EXERCISE BRIEF
Lay out each line of the records below as a row in a Markdown table with the columns Row and Line, skipping any blank lines.

(Stored items)
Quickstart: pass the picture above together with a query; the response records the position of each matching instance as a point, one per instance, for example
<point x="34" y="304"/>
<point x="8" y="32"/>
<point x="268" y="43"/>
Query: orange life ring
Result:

EXERCISE RESPONSE
| Row | Line |
|---|---|
| 1 | Quickstart: pass the picture above together with a query; the response records the position of each matching instance as a point, one per instance, for example |
| 2 | <point x="34" y="304"/> |
| 3 | <point x="8" y="32"/> |
| 4 | <point x="268" y="43"/> |
| 5 | Query: orange life ring |
| 6 | Result: |